▸ **Task brief**: Output all lines exactly, with nothing added or dropped.

--- start Dataset excerpts ---

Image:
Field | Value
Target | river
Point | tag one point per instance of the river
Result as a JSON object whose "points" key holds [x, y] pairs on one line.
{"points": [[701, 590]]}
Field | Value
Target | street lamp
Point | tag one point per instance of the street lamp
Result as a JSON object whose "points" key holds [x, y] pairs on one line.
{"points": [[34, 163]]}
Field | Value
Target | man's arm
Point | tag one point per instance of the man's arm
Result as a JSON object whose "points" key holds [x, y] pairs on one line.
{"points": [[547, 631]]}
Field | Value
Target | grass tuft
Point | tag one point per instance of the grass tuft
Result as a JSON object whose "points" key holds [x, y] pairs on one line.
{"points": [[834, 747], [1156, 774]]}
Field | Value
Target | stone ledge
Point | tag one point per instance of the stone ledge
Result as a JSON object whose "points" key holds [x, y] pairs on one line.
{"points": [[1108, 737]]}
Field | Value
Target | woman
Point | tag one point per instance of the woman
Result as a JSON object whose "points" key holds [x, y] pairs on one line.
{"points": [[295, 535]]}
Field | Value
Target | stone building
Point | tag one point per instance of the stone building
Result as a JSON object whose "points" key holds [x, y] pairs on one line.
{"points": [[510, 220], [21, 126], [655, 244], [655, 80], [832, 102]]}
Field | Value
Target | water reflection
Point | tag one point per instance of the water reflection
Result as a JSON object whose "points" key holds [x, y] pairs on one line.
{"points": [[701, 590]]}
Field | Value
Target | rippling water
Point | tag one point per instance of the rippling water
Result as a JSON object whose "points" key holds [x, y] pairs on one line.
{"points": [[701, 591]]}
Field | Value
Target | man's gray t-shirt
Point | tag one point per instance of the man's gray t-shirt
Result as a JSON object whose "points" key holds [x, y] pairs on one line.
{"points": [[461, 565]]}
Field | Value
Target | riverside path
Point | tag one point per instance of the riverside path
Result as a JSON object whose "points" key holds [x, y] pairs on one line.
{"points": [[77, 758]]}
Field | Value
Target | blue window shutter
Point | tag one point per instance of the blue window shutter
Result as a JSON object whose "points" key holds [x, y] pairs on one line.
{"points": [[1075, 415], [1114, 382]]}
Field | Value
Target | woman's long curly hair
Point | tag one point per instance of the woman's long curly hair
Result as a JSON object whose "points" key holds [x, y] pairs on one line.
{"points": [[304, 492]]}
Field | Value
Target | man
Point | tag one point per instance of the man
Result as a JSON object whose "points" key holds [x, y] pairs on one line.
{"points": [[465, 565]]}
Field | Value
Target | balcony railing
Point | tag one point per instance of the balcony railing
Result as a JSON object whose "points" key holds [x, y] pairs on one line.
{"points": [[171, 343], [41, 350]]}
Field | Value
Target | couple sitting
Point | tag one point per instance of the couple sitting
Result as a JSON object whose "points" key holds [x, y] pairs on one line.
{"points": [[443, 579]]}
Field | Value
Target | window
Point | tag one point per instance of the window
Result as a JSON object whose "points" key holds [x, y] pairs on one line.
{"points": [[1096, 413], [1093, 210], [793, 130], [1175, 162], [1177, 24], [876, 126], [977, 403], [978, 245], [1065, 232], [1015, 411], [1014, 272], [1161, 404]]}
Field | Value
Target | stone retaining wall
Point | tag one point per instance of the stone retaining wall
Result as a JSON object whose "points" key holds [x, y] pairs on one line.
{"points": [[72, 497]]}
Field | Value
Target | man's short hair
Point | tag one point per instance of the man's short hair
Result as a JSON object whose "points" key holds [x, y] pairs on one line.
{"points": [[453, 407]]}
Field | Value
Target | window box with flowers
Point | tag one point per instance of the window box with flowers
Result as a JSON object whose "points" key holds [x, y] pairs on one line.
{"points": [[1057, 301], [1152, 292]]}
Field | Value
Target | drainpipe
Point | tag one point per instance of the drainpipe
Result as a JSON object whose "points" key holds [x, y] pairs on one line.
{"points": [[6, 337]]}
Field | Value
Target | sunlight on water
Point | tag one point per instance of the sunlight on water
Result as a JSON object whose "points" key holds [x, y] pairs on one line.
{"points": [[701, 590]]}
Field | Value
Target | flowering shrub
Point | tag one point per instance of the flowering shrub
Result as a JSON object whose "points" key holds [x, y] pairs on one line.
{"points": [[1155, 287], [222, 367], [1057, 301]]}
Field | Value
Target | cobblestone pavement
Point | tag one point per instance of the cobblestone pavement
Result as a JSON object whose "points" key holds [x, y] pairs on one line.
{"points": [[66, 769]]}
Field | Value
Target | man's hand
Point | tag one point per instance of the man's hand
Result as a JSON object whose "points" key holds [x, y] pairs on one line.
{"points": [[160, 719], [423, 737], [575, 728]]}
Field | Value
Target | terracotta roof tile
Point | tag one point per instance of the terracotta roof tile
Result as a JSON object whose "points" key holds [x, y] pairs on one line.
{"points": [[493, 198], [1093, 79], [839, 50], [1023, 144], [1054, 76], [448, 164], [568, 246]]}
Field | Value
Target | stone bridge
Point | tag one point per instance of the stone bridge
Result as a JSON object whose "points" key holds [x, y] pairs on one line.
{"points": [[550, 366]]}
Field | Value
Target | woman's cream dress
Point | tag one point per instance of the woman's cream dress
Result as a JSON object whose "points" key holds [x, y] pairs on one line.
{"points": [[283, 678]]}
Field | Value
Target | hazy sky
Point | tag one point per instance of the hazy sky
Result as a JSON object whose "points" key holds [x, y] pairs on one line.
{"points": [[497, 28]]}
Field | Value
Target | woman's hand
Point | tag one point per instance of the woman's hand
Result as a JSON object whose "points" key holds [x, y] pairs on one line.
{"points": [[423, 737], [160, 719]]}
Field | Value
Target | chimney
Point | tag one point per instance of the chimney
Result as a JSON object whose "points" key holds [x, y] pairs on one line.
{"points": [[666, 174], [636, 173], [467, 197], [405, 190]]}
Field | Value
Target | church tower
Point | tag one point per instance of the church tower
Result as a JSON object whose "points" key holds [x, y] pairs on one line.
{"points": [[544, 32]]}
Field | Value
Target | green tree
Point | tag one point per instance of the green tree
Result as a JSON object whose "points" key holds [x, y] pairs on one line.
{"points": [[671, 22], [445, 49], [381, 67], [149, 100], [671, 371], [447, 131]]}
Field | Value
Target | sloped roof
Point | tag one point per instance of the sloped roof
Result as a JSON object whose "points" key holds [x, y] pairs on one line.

--- end Dataset excerpts ---

▸ **Solution for this problem**:
Image:
Field | Value
Target | river
Point | tag one point per instance of the river
Result as a JSON object whose "points" key holds [x, y] pairs on one line.
{"points": [[701, 590]]}
Field | Value
Target | street lamp
Point | tag one point per instance of the street lamp
Result as a JSON object whose "points" key holds [x, y] pairs on one line.
{"points": [[34, 163]]}
Field | Value
Target | man's arm
Point | tag one point per instance of the man's arm
Result as a JSON object whose "points" key holds [x, y] pairs on one line.
{"points": [[547, 631]]}
Field | Value
Target | grass tuft
Point | tag one point per instance of the grass tuft
Result as a JSON object whose "points" key holds [x, y] pairs on one line.
{"points": [[834, 747], [1156, 774]]}
Field | Value
Target | stone ledge
Point | tag one point per instance of the stone ledge
Result as a JSON object whose "points" key holds [x, y] pairs on one line.
{"points": [[1108, 737]]}
Field | Value
Target | woman
Point | tag one point per instance of the woman
Result as a JSON object whose "points" key holds [x, y] pairs on one line.
{"points": [[295, 535]]}
Field | Value
Target | stone building
Point | tag one point per instance of the stone building
Result as a JSON object whose "points" key holds [x, y] pairs on one line.
{"points": [[510, 220], [21, 126], [655, 244], [655, 80], [832, 102]]}
Field | Value
Target | water reflection
Point | tag one point per instance of the water reflection
Result as a JSON object whose "points" key holds [x, y] pairs on one line.
{"points": [[701, 590]]}
Field | Value
Target | rippling water
Point | tag one point per instance of the rippling water
Result as a JSON object whose "points" key holds [x, y] pairs on one line.
{"points": [[701, 591]]}
Field | Value
Target | man's gray t-shirt
Point | tag one point per instance of the man's gray t-shirt
Result as a JSON object whose "points" key holds [x, y] pairs on one line.
{"points": [[461, 565]]}
Field | Value
Target | riverside path
Point | tag one point per instance of the riverside path
Result as a JSON object whose "points" key holds [x, y] pairs on one line.
{"points": [[77, 758]]}
Field | Value
Target | blue window shutter
Point | tag one point per instance of the blue window shutter
Result as a JSON object whose "points" key holds [x, y] pairs on one line.
{"points": [[1075, 415], [1114, 382]]}
Field | Value
Target | woman's long curly hair
Point | tag one point per instance of the woman's long curly hair
Result as a JSON object whose "points" key holds [x, y] pairs on one line.
{"points": [[304, 492]]}
Field | Value
Target | man
Point | tag one point per instance of the man
Result as a JSON object whose "points" key holds [x, y] pairs on one line.
{"points": [[465, 565]]}
Field | Value
Target | balcony railing
Point | tag one point per instance of the balcony railing
Result as a JSON object whose "points" key holds [x, y] pairs on one line.
{"points": [[171, 343], [41, 350]]}
Field | Value
Target | couple sitting
Point | tag one point per instance of the couple sitting
Result as a JSON object whose "points" key holds [x, y] pairs on one line.
{"points": [[443, 579]]}
Field | Value
Target | window
Point | tag one point per instance of the window
Result as a JSON object whose "points" key holds [x, y] pairs on one line.
{"points": [[1096, 413], [1093, 210], [793, 130], [1175, 162], [1177, 24], [876, 126], [977, 403], [978, 245], [1065, 232], [1015, 411], [1014, 272], [1161, 404]]}
Field | Value
Target | stone retaining wall
Point | tag one point per instance of the stone retaining wall
Result as a JSON object whose "points" key holds [x, y] pairs on one line.
{"points": [[72, 497]]}
Field | Value
Target | man's short hair
Point | tag one point per instance of the man's short hair
Result as a JSON object whose "points" key holds [x, y] pairs on one line.
{"points": [[453, 407]]}
Field | Value
Target | window box with flowers
Point | tag one point per instance of the window box with flowers
Result as a JSON object whose "points" key holds [x, y] pairs on one line.
{"points": [[1057, 301], [1152, 292]]}
Field | Value
Target | drainpipe
Point | tag one point per instance of the drainpipe
Result as a JSON object whose "points" key holds [x, y] pairs on one line.
{"points": [[6, 337]]}
Field | Value
Target | sunlight on water
Point | tag one point per instance of the sunlight on water
Result as a JSON object whose "points" key holds [x, y] pairs on one line.
{"points": [[701, 590]]}
Field | Value
Target | flowering shrub
Point | tag one point per instance of the flowering shrub
Result as a JSON object whose "points" key holds [x, y] pairs on one line.
{"points": [[1155, 287], [222, 367], [1057, 301]]}
Field | Value
Target | cobblestone pavement
Point | tag one point per instance of the cobblestone pavement
Result as a JSON object whose "points" key holds [x, y] pairs on one line.
{"points": [[66, 769]]}
Field | Value
Target | man's hand
Point | tag one point per instance of the man's hand
Result as a JSON object whose "points" key holds [x, y] pairs on one line.
{"points": [[160, 719], [423, 737], [575, 728]]}
Field | Value
Target | terracotta roof tile
Point | tag one point per instance of the terracotta roof tile
Result as a JSON object whose "points" key holds [x, y] pairs on one line.
{"points": [[493, 198], [1093, 79], [839, 50], [1023, 144], [1054, 76], [448, 164], [568, 246]]}
Field | Value
Target | stone bridge
Point | tag one point per instance of the stone bridge
Result as a JSON object whose "points" key holds [x, y] pairs on one line.
{"points": [[550, 366]]}
Field | Value
Target | woman's cream dress
Point | tag one point per instance of the woman's cream dress
Result as a JSON object whose "points" key holds [x, y] pairs on one line.
{"points": [[283, 678]]}
Field | Value
Target | hazy sky
Point | tag one point per instance of the hazy sky
Result as a JSON object whose "points" key holds [x, y] pairs on one line.
{"points": [[497, 28]]}
Field | Value
Target | woman's hand
Point | tag one point per instance of the woman's hand
Result as a JSON object whose "points" key holds [x, y] pairs on one line.
{"points": [[423, 737], [160, 719]]}
Field | Value
Target | chimney
Point | tag one point per instance of the chimney
Result as a JSON object whose "points" key holds [x, y] pairs on one line.
{"points": [[666, 174], [636, 173], [467, 197], [405, 190]]}
Field | Value
Target | church tower
Point | tag one point per instance of the church tower
Result as a JSON object whose "points" key holds [x, y] pairs on one line.
{"points": [[544, 32]]}
Field | Value
Target | green tree
Point | tag one point per instance of the green tree
Result as a JSON object whose "points" key holds [x, y] pairs on one line.
{"points": [[671, 22], [445, 49], [381, 67], [149, 100], [671, 371], [447, 131]]}
Field | Value
Target | sloped roof
Point | tag one point per instance of the sloped roof
Result as a JSON object whose "points" key holds [x, y] pairs on one line.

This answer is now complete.